-- YOUR ASSIGNMENT --
Output only these lines, set down exactly: the one containing "Question. Place a dot on every instance of the white ceiling" and each line after it through the end of the records.

Source data:
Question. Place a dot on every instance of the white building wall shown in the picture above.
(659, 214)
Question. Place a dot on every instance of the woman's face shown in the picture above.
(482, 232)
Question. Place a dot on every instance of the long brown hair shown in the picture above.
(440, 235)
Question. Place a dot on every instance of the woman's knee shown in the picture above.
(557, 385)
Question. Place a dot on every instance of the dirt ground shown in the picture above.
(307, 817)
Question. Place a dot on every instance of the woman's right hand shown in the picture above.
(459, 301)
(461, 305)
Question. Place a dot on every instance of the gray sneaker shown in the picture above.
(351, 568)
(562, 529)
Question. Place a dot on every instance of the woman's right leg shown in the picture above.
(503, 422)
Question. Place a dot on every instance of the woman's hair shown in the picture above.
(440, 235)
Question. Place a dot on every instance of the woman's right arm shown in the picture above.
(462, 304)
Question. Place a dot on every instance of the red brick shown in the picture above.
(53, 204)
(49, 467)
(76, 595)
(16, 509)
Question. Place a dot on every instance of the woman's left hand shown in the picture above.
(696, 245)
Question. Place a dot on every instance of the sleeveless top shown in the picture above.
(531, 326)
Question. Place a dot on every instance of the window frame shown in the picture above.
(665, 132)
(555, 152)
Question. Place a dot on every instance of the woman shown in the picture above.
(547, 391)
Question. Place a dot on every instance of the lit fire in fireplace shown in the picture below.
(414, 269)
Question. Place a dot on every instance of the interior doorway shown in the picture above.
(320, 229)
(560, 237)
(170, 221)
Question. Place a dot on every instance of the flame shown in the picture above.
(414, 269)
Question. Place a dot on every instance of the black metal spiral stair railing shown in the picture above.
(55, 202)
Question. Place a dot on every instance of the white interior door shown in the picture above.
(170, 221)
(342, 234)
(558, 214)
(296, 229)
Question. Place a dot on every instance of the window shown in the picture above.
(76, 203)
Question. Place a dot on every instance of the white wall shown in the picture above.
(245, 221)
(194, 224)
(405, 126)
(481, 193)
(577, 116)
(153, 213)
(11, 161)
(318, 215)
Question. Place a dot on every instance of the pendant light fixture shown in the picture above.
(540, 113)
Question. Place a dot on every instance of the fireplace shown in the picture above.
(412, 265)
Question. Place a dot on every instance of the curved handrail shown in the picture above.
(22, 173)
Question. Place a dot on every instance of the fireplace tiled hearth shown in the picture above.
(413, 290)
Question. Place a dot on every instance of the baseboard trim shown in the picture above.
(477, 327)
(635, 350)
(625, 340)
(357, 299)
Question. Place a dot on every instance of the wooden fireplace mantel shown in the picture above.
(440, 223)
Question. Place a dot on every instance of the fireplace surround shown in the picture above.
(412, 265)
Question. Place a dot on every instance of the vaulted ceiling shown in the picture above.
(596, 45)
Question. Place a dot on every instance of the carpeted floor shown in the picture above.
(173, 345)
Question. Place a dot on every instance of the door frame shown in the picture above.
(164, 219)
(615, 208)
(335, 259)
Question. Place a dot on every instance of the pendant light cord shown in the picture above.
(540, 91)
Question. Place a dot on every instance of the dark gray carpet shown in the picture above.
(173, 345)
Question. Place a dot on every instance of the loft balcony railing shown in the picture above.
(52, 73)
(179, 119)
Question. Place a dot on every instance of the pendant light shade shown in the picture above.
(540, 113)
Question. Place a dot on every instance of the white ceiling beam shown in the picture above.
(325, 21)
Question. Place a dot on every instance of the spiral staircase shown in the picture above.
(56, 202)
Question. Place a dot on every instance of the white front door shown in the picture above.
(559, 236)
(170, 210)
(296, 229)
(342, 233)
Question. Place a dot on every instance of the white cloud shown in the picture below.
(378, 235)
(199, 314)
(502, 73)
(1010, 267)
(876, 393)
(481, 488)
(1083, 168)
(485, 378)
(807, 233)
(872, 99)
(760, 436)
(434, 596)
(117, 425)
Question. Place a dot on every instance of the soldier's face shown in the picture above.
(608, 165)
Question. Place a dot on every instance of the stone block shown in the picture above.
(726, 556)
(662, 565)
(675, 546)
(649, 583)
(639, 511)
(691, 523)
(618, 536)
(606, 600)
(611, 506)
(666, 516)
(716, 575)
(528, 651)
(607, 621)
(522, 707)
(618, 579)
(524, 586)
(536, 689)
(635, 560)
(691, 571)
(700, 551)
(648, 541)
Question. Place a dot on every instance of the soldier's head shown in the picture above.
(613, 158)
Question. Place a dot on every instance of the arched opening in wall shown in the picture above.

-- EXERCISE RESPONSE --
Question. Place a dot on every instance of the white ceiling beam shown in the picture above.
(325, 21)
Question. Place a dot on every instance of the spiral staircase shown in the picture above.
(56, 202)
Question. Place a dot on every instance of the white front door shown in the picture above.
(559, 236)
(170, 210)
(296, 229)
(342, 233)
Question. Place a dot on every instance of the white cloud shown in the picture below.
(378, 235)
(199, 314)
(502, 73)
(1010, 267)
(876, 393)
(481, 488)
(1083, 168)
(485, 378)
(807, 233)
(872, 99)
(760, 436)
(434, 596)
(117, 425)
Question. Place a dot on every instance of the soldier's face shown in the picture above.
(608, 165)
Question. Place a dot on every instance of the stone block shown in the picture above.
(726, 556)
(662, 565)
(675, 546)
(649, 583)
(639, 511)
(691, 523)
(618, 536)
(606, 600)
(611, 506)
(666, 516)
(716, 575)
(528, 651)
(607, 621)
(522, 707)
(618, 579)
(524, 586)
(536, 689)
(635, 560)
(691, 571)
(700, 551)
(648, 541)
Question. Place a dot on every instance of the soldier's head shown in the picture above.
(613, 158)
Question. Place a dot on every instance of the arched opening in wall shown in the picture above.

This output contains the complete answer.